▶ TASK PROMPT:
In the text on Levinson and job conditions, what did Levinson propose exists between employers and employees?

▶ TEXT SHOWN:
··········

Levinson was an American psychologist who found connections between job conditions and mental health. This should hardly need a study. It is just common sense, but as some wise person said, anything is obvious once you make the connection.

Human resource officers realized that money isn't everything in motivating employees. President of this newspaper, Harvey Johnson and his successors gave a Christmas party for staff and their families that made everybody feel valued as part of the company. Even advertising and editorial people put aside differences for a few wonderful hours.

When I joined the staff as a stringer for Straffordville in the 1950s Mr. Johnson sat in his little office just inside the front door off Broadway, a grey eminence. When he asked me to step in one day and enquired about me and my family, I felt as if I'd been summoned into the presence of God.

Levinson was led to propose the existence of a psychological contract of expectations between employers and employees which, when violated, results in underachievement and depression.

What happens when employees find they are going to lose part of the wage, salary or percentage of earnings they have been promised by contract? If the change is sprung on people, what would you think it would do to their mental health and productivity?

Bob Rae, who is laying aside his political office in the fall, can answer these questions. When his party won the election in Ontario by default, he was forced to resort to making people work for nothing a certain number of days – Rae Days. His party has never recovered.

··········

▶ ITEMS:
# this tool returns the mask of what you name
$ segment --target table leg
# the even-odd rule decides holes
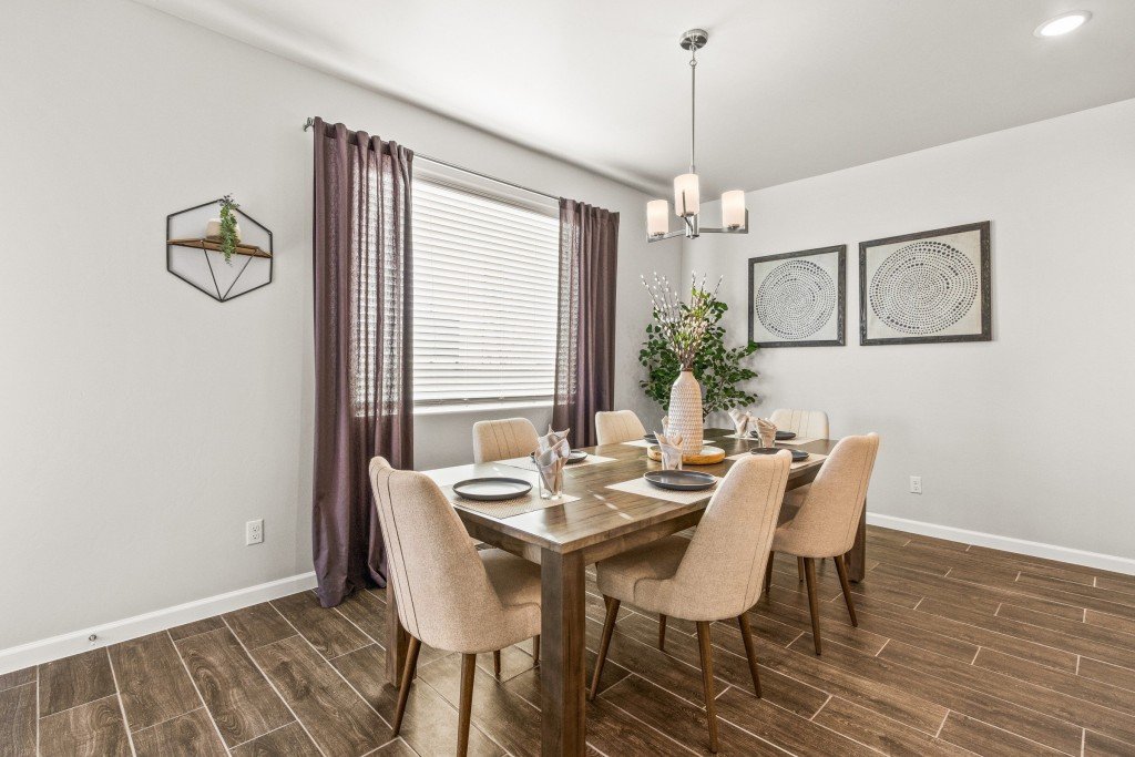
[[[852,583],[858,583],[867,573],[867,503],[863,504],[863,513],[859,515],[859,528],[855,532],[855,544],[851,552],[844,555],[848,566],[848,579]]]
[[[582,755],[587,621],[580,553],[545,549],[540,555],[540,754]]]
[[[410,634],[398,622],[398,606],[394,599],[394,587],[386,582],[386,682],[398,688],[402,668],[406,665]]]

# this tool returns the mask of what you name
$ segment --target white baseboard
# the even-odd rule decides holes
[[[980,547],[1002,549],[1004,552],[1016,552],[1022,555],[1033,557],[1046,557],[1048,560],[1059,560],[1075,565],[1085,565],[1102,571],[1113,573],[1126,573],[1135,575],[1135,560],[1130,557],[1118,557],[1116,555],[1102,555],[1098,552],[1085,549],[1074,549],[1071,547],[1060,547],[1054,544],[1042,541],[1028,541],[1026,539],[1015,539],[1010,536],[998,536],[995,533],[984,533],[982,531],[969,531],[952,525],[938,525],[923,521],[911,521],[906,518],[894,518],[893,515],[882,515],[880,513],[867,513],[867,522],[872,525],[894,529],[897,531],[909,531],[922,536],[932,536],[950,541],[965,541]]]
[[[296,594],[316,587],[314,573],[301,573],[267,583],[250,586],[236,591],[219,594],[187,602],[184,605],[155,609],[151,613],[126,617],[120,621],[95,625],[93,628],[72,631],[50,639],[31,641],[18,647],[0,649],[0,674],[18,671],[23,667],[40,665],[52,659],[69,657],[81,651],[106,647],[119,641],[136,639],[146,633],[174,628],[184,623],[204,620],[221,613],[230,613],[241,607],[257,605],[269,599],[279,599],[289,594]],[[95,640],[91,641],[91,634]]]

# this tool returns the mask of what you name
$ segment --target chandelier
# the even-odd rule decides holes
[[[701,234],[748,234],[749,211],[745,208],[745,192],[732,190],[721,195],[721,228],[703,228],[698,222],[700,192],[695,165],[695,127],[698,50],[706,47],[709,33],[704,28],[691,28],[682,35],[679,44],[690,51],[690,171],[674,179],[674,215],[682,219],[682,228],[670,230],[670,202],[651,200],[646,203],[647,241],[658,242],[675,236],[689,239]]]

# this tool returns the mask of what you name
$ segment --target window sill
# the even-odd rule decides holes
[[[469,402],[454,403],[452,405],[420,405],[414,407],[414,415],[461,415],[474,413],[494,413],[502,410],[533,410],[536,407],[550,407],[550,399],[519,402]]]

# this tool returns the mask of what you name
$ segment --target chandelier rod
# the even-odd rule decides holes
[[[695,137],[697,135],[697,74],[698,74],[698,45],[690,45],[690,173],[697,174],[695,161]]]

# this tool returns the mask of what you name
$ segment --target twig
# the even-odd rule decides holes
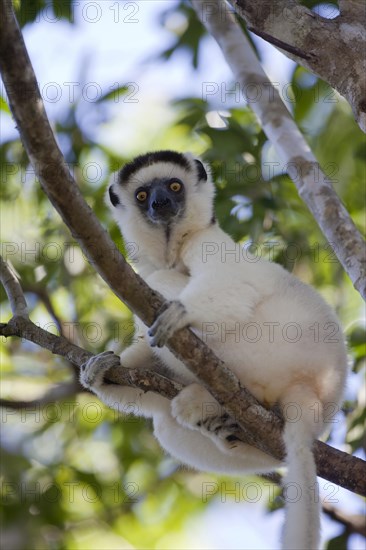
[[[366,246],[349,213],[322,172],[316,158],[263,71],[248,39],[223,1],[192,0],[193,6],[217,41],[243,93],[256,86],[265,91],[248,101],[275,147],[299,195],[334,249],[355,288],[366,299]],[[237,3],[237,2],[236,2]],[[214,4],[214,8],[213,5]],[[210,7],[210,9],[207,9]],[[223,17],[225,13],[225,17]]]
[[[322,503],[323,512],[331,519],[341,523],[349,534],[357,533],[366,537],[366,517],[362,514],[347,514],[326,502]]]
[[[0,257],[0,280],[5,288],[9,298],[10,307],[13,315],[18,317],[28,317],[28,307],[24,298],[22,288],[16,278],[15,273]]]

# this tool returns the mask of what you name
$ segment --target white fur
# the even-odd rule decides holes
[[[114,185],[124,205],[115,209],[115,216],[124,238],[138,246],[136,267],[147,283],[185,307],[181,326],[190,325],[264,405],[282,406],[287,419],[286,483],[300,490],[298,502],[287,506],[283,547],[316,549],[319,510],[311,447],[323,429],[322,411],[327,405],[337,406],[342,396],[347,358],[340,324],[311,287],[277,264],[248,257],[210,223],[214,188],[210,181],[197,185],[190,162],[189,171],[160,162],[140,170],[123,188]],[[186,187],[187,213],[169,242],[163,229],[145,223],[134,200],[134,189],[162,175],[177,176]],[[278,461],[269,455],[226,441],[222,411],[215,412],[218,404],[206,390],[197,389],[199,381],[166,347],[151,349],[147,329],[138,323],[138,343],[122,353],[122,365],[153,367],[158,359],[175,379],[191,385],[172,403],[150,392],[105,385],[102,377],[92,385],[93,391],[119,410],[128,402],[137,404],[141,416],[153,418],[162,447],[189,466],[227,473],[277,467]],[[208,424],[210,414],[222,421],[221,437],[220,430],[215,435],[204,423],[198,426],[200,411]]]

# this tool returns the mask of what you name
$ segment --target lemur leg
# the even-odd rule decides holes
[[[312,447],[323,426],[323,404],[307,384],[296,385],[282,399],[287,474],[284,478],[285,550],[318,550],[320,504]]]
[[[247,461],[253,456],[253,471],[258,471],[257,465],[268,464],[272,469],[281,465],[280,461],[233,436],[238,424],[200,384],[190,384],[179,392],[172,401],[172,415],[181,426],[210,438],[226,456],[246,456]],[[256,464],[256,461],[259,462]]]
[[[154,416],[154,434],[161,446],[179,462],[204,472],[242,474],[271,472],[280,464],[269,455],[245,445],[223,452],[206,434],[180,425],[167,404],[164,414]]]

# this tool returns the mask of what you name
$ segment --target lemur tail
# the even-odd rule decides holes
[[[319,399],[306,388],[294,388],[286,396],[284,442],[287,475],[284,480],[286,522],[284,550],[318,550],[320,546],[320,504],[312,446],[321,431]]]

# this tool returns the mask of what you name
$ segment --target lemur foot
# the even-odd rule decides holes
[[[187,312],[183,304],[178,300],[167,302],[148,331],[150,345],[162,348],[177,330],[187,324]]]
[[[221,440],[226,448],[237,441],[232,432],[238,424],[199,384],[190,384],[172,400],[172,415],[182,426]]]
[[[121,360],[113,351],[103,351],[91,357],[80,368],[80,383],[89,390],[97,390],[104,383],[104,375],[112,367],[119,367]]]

··········

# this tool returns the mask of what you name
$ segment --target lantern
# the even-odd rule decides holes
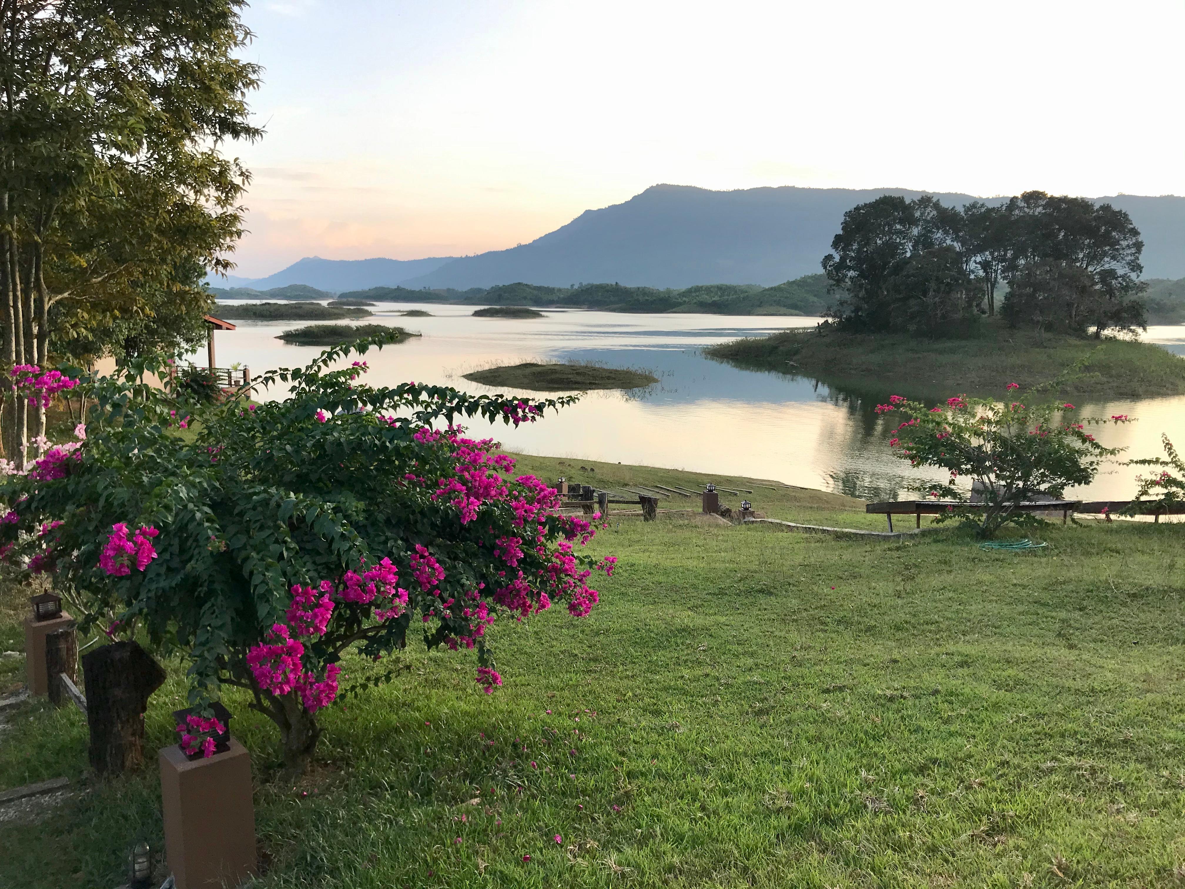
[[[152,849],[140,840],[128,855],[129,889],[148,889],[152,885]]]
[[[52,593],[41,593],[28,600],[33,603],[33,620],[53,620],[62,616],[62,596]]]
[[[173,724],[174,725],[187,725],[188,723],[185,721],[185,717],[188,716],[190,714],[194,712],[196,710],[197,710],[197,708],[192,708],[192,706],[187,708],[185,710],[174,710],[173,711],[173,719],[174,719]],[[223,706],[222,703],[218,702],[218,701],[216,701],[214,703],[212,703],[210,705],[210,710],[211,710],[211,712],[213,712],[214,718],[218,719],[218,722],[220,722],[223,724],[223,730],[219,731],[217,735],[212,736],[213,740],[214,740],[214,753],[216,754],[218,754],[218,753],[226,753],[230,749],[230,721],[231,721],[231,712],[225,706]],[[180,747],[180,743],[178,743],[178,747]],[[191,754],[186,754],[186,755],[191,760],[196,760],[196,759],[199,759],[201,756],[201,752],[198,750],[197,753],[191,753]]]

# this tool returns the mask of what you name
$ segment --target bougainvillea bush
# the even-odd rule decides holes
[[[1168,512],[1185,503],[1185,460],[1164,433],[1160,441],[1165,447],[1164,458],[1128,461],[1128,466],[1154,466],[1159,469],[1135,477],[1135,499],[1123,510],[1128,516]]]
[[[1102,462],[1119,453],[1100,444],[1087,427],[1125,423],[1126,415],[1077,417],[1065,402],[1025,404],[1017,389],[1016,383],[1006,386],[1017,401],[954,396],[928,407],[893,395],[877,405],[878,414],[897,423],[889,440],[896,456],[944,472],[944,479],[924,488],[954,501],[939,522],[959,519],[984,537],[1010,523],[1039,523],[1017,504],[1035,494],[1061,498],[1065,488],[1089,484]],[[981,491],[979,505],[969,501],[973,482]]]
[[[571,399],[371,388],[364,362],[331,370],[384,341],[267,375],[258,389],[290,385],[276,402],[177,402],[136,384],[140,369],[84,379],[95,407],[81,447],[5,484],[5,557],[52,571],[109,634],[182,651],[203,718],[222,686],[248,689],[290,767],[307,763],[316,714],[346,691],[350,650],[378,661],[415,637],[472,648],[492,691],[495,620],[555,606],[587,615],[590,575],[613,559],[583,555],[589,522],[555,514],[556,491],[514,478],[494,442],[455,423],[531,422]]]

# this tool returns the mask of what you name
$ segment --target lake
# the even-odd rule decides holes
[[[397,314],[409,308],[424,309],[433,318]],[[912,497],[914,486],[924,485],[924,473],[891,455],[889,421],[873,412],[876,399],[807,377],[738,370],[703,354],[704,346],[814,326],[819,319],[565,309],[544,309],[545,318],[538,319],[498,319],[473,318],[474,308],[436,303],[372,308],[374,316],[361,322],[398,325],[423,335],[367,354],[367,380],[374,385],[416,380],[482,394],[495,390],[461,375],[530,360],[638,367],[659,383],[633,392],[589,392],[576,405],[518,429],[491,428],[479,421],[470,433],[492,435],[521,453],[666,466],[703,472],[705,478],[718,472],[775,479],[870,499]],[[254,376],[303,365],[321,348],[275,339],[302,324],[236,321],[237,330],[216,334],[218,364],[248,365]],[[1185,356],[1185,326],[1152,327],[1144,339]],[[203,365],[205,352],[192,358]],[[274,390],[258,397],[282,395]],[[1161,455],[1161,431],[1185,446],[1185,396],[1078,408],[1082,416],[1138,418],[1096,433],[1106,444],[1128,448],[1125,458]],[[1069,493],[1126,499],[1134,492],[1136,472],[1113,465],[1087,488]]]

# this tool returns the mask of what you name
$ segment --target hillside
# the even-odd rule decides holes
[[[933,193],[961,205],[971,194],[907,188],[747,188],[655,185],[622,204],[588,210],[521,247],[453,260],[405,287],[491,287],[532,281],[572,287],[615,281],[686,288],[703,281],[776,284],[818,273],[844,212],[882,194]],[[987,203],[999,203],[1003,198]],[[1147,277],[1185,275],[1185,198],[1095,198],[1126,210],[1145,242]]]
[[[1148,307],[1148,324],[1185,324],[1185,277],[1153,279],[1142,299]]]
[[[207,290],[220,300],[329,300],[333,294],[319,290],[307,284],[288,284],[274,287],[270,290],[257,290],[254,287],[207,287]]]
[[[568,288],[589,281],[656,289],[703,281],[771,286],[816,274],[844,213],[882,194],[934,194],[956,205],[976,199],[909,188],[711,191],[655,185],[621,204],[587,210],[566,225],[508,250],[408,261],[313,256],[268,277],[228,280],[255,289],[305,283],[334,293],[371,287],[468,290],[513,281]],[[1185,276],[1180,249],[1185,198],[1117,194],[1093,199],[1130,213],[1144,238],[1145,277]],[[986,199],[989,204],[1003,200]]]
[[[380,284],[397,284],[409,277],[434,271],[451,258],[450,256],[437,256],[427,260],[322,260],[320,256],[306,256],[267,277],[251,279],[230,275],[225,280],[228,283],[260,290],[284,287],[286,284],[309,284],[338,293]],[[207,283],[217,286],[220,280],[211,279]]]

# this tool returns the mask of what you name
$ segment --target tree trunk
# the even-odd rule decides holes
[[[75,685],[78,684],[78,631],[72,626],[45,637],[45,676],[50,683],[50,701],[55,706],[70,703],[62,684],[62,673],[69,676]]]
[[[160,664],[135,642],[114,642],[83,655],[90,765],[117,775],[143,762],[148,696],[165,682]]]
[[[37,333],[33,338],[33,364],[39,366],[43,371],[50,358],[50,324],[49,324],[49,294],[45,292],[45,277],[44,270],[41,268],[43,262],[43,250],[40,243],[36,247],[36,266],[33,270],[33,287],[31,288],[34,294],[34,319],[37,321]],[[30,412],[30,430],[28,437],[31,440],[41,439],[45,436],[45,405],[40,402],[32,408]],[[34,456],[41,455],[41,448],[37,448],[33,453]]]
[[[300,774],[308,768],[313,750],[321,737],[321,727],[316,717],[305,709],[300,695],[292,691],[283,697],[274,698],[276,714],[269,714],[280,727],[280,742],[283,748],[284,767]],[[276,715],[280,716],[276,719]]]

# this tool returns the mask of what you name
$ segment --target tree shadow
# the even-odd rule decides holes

··········

▶ ANSWER:
A psychological contract of expectations that, when violated, results in underachievement and depression.